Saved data
- - -

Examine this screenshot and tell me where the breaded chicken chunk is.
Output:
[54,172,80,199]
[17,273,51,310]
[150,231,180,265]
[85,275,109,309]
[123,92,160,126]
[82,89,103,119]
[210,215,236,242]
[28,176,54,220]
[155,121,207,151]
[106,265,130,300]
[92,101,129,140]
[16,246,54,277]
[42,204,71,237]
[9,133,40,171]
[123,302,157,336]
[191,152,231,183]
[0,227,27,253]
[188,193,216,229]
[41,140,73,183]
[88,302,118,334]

- - -

__EXERCISE PROMPT__:
Pick out every line of the material above that contains the word "chunk", and copy each of those lines in full.

__TASK RESULT__:
Examine this screenshot and tell me where the breaded chicken chunk is.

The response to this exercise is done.